TEXTE FOURNI:
╭──

Dès notre arrivée à Vienne, après avoir posé nos valises, nous nous rendons à la conférence organisée par ICAN Monde dans les locaux de l’Académie Diplomatique de Vienne, mise à notre disposition par le gouvernement autrichien.
ICAN est l’acronyme de International Campaign to Abolish Nuclear weapons ; en français, Campagne internationale pour abolir l’arme nucléaire. Elle a été lancée il y a 5 ans lors du premier comité préparatoire du cycle de Conférence 2010 du TNP. La campagne en France regroupe un collectif de 63 organisations ; elle est coordonnée par le Mouvement de la Paix.
La Conférence ICAN de Vienne montre un développement important de la campagne internationale dans de nouveaux pays, associant de nombreux jeunes et marquant un renouveau du mouvement abolitionniste.
L’ordre du jour est chargé et nous entrons directement dans le vif du sujet avec une présentation de certaines campagnes nationales (Pays-Bas, Australie, Norvège).
Ensuite, place aux ateliers, répartis en deux séances le samedi après-midi et dimanche matin :
– Impulser de nouveaux partenariats à partir des conséquences humanitaires catastrophiques des armes nucléaires,
– La campagne ICAN de désinvestissement industriel et financier
– Construire une zone libre d’armes nucléaires au Moyen-Orient
– Les leçons du succès des campagnes internationales pour l’abolition des mines antipersonnelles et à sous-munitions ; comment s’en servir pour avancer ?
La matinée de dimanche a été pour une part consacrée à la préparation des travaux du TNP par Reaching Critical Will, le programme dédié de la Ligue internationale des femmes pour la paix et la liberté. Ray Acheson a rappelé rapidement l’histoire du TNP avant de s’attarder sur le succès de 2010 et les engagements contenus dans le plan d’action adopté.
L’ambassadeur d’Autriche, Alexander Kmentt nous a ensuite accueillis sur ses terres avant de laisser la place aux comptes-rendus des ateliers. Il a rappelé l’engagement ferme de l’Autriche vis-à-vis des pays nucléaires, réaffirmant que la patience de l’Autriche aurait ses limites et que son pays n’hésiterait pas à engager un processus avec les Etats disponibles en cas de trainements de pieds manifestes des différents protagonistes.

╰──

TRAVAIL À FAIRE:
A: Imprimez tout le passage du texte sur la conférence ICAN de Vienne, depuis « L’ambassadeur d’Autriche, Alexander » jusqu'à « des différents protagonistes. ».
B: D'après le texte sur la conférence ICAN de Vienne, pourquoi l'Autriche pourrait-elle engager un processus avec les États disponibles ? Répondez en une à trois phrases.
C: Veuillez rédiger la suite du texte sur la conférence ICAN de Vienne, à partir de la fin de sa dernière phrase.

INFORMATIONS FOURNIES:
╭──

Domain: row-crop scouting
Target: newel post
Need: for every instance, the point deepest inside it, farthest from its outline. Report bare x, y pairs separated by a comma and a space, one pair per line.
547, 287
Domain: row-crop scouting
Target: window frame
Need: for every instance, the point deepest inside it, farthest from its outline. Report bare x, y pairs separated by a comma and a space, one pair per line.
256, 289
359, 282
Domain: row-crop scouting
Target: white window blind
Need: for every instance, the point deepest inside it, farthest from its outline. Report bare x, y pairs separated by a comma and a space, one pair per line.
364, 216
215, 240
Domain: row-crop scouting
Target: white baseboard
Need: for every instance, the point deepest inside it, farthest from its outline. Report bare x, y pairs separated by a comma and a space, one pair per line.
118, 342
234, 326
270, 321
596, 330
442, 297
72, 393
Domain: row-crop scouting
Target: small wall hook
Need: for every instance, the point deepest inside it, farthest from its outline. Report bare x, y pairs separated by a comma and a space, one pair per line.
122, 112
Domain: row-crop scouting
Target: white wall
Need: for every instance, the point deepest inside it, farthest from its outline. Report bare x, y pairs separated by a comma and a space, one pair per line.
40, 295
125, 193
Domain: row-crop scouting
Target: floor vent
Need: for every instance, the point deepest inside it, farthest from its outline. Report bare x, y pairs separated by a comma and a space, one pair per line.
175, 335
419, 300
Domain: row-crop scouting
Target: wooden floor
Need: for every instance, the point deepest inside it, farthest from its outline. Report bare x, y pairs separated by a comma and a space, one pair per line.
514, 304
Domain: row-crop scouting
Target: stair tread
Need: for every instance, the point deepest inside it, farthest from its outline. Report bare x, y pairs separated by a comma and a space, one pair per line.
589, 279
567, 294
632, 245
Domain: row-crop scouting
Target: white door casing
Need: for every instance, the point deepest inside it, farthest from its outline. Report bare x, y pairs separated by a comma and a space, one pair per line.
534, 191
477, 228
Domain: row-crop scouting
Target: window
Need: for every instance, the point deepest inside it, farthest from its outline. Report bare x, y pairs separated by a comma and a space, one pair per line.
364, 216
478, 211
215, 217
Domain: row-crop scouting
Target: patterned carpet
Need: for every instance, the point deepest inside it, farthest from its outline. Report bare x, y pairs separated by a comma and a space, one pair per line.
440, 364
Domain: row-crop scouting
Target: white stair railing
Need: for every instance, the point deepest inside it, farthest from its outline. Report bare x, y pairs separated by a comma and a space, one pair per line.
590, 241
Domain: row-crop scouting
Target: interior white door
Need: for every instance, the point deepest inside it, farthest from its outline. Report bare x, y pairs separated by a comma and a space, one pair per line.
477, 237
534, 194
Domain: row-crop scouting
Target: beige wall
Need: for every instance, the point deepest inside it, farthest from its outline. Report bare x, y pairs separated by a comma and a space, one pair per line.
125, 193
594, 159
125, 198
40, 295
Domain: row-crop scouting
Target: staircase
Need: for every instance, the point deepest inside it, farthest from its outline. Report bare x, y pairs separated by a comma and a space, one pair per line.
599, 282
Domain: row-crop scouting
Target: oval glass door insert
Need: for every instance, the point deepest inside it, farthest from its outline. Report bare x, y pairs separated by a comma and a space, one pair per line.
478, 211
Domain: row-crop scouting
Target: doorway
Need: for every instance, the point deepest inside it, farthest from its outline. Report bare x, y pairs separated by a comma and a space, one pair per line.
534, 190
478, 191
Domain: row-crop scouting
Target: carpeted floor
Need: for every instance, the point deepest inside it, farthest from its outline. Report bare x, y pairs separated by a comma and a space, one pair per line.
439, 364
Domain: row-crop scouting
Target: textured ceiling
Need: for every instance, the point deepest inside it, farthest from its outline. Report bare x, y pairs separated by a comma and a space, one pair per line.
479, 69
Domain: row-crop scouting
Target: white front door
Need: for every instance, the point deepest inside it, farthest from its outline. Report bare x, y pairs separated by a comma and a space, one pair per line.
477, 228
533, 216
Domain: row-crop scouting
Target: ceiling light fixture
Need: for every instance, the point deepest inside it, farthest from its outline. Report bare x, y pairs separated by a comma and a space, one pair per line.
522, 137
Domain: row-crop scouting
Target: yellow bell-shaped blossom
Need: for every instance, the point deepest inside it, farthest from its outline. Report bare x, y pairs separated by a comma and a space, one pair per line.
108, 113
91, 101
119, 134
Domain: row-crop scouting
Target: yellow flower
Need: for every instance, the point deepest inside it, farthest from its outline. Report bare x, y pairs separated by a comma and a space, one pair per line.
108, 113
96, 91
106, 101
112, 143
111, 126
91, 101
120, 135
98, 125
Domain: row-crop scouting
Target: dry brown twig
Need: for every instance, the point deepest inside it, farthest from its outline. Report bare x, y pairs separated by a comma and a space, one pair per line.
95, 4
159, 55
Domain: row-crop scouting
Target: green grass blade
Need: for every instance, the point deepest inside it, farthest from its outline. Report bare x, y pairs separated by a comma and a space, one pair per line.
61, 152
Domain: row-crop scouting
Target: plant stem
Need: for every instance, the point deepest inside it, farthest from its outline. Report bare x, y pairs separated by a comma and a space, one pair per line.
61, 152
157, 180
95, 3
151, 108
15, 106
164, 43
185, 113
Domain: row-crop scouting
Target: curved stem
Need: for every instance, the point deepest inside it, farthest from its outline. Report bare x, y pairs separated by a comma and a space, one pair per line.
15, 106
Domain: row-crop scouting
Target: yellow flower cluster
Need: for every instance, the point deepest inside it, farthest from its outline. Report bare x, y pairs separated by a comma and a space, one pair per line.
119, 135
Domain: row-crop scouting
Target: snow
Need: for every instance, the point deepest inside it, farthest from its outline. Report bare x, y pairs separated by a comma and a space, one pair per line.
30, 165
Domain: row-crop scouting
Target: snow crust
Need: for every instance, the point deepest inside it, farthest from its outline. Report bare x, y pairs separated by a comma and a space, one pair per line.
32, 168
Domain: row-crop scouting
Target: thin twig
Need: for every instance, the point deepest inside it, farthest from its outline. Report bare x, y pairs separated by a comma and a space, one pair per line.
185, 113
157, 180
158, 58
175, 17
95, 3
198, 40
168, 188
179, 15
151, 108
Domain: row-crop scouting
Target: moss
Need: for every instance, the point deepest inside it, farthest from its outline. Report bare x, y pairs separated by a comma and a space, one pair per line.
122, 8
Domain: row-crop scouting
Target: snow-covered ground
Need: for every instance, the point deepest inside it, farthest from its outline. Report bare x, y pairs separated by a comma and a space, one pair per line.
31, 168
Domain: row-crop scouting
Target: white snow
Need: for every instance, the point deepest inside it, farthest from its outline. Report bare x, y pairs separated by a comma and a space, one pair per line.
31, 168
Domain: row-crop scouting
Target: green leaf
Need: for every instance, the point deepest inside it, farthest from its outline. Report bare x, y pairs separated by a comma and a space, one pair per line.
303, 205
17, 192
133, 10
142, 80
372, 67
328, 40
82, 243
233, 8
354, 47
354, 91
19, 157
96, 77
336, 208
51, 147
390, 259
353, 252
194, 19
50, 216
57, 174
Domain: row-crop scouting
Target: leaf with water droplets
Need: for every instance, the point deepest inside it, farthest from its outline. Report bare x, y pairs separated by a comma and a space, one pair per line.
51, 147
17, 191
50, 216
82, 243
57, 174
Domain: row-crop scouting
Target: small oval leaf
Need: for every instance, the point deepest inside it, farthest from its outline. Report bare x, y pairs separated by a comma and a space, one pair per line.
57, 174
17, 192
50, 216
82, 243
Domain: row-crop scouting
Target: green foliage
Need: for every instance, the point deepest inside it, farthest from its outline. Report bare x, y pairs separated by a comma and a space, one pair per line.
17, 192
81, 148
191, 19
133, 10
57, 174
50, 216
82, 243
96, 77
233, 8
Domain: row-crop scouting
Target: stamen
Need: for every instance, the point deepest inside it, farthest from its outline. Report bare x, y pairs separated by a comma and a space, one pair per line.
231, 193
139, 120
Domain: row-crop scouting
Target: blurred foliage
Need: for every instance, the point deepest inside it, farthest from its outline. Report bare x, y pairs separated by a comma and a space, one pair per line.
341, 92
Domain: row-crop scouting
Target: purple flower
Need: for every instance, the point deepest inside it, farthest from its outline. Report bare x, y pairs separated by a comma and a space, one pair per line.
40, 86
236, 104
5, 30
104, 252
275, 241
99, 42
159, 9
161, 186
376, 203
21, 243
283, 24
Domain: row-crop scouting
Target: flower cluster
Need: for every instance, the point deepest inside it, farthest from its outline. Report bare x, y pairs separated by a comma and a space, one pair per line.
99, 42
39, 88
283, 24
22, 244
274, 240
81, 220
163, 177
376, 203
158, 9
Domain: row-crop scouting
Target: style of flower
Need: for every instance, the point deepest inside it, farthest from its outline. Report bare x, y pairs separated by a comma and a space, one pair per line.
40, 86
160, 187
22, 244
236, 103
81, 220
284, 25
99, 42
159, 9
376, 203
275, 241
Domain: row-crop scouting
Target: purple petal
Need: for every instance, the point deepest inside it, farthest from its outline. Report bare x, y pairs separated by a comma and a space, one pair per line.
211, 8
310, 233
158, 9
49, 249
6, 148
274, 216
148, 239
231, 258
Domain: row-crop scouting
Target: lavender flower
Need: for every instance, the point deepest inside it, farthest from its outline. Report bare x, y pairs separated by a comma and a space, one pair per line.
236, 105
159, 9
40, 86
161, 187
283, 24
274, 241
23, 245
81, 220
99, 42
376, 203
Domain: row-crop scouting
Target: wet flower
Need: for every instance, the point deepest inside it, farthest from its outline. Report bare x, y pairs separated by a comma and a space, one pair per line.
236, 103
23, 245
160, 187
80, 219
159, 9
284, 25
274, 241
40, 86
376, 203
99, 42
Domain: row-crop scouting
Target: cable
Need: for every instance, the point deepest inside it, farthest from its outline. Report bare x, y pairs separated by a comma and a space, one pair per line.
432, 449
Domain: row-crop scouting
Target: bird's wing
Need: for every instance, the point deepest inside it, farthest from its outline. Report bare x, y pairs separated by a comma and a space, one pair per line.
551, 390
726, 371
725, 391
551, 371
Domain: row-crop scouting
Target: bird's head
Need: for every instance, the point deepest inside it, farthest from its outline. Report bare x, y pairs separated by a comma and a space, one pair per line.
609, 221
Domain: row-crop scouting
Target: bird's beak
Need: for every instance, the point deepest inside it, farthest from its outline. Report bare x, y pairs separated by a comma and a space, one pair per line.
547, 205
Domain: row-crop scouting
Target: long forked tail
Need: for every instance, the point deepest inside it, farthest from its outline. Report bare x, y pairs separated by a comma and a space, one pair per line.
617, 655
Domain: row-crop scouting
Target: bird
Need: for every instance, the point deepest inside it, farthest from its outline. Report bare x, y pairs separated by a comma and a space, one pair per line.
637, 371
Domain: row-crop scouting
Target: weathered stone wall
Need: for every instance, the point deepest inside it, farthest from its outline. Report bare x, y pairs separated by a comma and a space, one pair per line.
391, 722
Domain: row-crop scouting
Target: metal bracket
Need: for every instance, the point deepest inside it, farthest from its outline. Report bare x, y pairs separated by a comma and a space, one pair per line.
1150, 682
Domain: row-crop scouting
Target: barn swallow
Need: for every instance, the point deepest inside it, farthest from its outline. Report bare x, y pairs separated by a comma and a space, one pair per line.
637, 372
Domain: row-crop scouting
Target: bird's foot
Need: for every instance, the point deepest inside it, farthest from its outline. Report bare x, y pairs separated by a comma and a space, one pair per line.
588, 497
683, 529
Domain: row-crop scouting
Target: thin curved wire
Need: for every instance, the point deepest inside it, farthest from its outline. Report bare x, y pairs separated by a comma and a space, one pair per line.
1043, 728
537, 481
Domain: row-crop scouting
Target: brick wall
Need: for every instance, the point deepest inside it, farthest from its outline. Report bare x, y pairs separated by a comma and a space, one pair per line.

╰──

RÉPONSES:
A:
L’ambassadeur d’Autriche, Alexander Kmentt nous a ensuite accueillis sur ses terres avant de laisser la place aux comptes-rendus des ateliers. Il a rappelé l’engagement ferme de l’Autriche vis-à-vis des pays nucléaires, réaffirmant que la patience de l’Autriche aurait ses limites et que son pays n’hésiterait pas à engager un processus avec les Etats disponibles en cas de trainements de pieds manifestes des différents protagonistes.

B: Selon l'ambassadeur Alexander Kmentt, la patience de l'Autriche envers les pays nucléaires aurait ses limites. Son pays n'hésiterait donc pas à engager un tel processus si les différents protagonistes traînaient manifestement des pieds.

C:
La journée s’est terminée par un grand débat sur la stratégie à mettre en place (introduction d’Arielle Denis) et sur l’organisation même de la campagne (introduction de Tilman Ruff). L’objectif global est que les négociations pour la Convention d’élimination aient démarré avant la conférence de 2015. S’appuyant sur l’engagement nouveau du Comité international de la Croix Rouge, l’accent est mis sur les nouvelles approches à mettre en place pour le désarmement nucléaire. « Ne faut-il pas changer de « terrain de jeu », ne pas se confiner au terrain des dimensions militaires et stratégiques des armes nucléaires mais poser aussi le problème de leur « inacceptabilité » morale et humaine, en regard notamment des conséquences humanitaires catastrophiques qu’elles auraient pour les populations d’une région, d’un continent ou de la planète entière ?[…] Ce nouvel intérêt pour les conséquences humanitaires de l’usage des armes nucléaires, ajouté au traumatisme après la catastrophe de Fukujima, les partenariats qui se développent entre sociétés civiles, Etats non-nucléaires, engagements de parlementaires et d’élus pour créer les conditions de l’interdiction de l’arme nucléaire, font dire à une chercheuse comme Rebecca Johnson […] qu’il est temps de se tourner vers une nouvelle approche : celle du “désarmement humanitaire”. Donc, comme cela a été fait et réussi pour les mines antipersonnel, poser le problème sur le plan du droit international humanitaire et lancer un processus de pression citoyenne et de négociations multilatérales sans attendre le consensus de tous les Etats… » (source : Daniel Durand : http://culturedepaix.blogspot.com/2012/04/vienne-2012-nouvelles-strategies-pour.html). De ce point de vue la Conférence sur les conséquences humanitaires accueillie par le gouvernement de Norvège au printemps 2013 apparaît comme une étape primordiale.
Pierre Villard, président du Mouvement de la Paix et coordinateur de ICAN pour la France, s’est félicité du lancement de ce débat stratégique et structurel de la campagne internationale, indiquant que les mêmes questions se posent au niveau national. Remerciant fortement l’Association internationale des médecins pour la prévention de la guerre nucléaire (IPPNW), il a fortement insisté sur la nécessité d’aider l’IPPNW à élargir la campagne.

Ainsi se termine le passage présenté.